- [WRITTEN REQUEST A]: Transcribe the entries below without any changes, from the line containing "Give one point for each instance of the grass" up to and including the final line of the entries.

- [SOURCE EXCERPT]:
Halpern and Schumacker say they’ve had a lot of fun with this series, knowing there’s a bit more trust between themselves and the DC community.
“When we did Harley, nobody knew who the fuck we were,” says Halpern. “We had not built up any cachet with DC. Harley was our first sort of partnership with the DC community. I do think and I hope we earned some trust with them that we were going to shepherd a show that would be something that stayed true to what they loved about DC, but also had its own sensibility and felt like it lived in the same universe.”
But the big difference between Kite Man and Harley was that the character hadn’t been used nearly as much by early comic creators. Back in the 60s, he provided minor comic relief. More than 50 years later he was finally given a backstory; a very dark one. But it got the character noticed. And it was up to Schumacker and Halpern to find a middle ground for their Kite Man, who’s a mix of tortured existentialist and all-out frat boy.
“Harley, as a character, has been this pillar of DC for 25-30 years, and it felt like there was more expectation because of that,” shares Schumacker. “But with Kite Man, even though he’s a character that originated in the 60s, he hasn't really had that big of an impact on the DC Universe in the comics until Tom King brought him back in in a big way.”
Since first appearing in Batman #133 in August of 1960 until the late 80s, Kite Man (“Charles Brown”), created by Bill Finger and Dick Sprang, was a supervillain primarily used as a minor character and viewed as a bit of a joke, especially after Tony Isabella used the character in Hawkman #4 (November 1986), gave him the civilian name "Chuck," and had him using “Peanuts” comic character Charlie Brown's catchphrase "Rats!" after flying into a tree. He was a gag, a gliding gimmick, until King gave him a tragic backstory that made Kite Man not only a comedic character, but an iconic one.
Kite Man’s first appearance in King’s 2016 DC Rebirth-era Batman consists of the character smashing through the window of a building, stealing a woman’s pearls, then leaping out another window while he glides away saying, “Kite Man. Hell yeah.” This is where Patrick and Justin’s show got its name.

- [DATA TO USE]:
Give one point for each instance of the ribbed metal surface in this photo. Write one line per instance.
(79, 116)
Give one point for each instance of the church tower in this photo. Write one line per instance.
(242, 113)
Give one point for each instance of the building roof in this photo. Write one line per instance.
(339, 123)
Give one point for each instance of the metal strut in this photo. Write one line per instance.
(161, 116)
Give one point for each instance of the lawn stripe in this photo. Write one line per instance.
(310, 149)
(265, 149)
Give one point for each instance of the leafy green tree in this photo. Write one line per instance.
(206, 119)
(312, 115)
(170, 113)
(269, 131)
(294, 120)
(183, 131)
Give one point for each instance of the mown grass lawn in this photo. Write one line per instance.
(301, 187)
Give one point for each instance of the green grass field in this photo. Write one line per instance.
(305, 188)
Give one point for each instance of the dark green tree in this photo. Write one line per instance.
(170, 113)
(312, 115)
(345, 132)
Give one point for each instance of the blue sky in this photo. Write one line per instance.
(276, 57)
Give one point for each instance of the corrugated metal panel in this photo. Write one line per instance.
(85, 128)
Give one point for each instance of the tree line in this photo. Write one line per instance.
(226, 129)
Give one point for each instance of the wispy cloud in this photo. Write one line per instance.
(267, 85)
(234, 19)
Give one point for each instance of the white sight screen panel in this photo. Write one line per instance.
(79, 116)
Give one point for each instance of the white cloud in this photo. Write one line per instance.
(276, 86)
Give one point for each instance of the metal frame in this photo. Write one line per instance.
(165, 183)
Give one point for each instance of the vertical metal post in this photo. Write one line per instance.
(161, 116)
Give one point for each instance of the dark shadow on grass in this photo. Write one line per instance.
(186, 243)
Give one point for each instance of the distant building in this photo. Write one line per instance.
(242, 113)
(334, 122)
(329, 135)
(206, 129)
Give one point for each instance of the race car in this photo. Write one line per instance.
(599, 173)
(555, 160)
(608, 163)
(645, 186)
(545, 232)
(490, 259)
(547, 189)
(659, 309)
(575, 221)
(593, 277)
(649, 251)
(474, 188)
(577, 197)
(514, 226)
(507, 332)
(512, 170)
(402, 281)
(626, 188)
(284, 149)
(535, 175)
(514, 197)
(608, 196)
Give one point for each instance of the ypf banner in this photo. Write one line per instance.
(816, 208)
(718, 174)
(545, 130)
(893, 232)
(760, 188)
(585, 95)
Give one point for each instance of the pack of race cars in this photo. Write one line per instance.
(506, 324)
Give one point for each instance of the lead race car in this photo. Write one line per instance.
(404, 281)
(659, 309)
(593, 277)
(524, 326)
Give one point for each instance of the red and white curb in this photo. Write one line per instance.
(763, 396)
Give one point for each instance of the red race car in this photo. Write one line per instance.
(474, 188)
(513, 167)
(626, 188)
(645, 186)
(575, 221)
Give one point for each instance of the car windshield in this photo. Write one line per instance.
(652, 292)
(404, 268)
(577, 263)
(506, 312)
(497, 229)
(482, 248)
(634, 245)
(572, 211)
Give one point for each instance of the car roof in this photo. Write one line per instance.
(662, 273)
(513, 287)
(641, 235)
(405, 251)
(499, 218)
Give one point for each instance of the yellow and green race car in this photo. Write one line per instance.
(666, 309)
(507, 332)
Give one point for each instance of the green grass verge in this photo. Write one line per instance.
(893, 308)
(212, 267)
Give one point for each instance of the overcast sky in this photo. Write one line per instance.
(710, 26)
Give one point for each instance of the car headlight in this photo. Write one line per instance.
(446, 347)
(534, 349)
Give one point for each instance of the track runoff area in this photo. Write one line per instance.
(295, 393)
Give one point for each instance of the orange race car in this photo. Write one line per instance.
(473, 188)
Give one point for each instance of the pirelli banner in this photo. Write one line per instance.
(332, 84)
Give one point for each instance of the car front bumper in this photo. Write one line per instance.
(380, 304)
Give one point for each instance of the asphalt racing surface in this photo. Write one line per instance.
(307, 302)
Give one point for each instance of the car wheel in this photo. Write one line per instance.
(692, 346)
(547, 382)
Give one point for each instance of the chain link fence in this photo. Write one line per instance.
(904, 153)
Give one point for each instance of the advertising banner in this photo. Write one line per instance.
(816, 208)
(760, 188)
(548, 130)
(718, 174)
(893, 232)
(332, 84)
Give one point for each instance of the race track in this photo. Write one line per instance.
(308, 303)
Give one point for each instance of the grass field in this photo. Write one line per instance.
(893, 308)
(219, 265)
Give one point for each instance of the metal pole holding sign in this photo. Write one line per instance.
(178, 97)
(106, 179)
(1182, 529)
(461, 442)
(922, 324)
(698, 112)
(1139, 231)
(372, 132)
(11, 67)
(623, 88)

- [WRITTEN REQUEST B]: Restate word for word the part of the Kite Man article from "Since first appearing" up to and including "got its name.".

- [CORRECT OUTPUT A]:
Give one point for each instance of the grass field in this photo. Write one line per instance.
(893, 308)
(219, 265)
Give one point for each instance of the metal pole holding sign in this photo. Write one line per instance.
(178, 97)
(106, 179)
(1182, 529)
(461, 442)
(922, 324)
(698, 112)
(1139, 231)
(372, 132)
(11, 67)
(623, 88)

- [CORRECT OUTPUT B]:
Since first appearing in Batman #133 in August of 1960 until the late 80s, Kite Man (“Charles Brown”), created by Bill Finger and Dick Sprang, was a supervillain primarily used as a minor character and viewed as a bit of a joke, especially after Tony Isabella used the character in Hawkman #4 (November 1986), gave him the civilian name "Chuck," and had him using “Peanuts” comic character Charlie Brown's catchphrase "Rats!" after flying into a tree. He was a gag, a gliding gimmick, until King gave him a tragic backstory that made Kite Man not only a comedic character, but an iconic one.
Kite Man’s first appearance in King’s 2016 DC Rebirth-era Batman consists of the character smashing through the window of a building, stealing a woman’s pearls, then leaping out another window while he glides away saying, “Kite Man. Hell yeah.” This is where Patrick and Justin’s show got its name.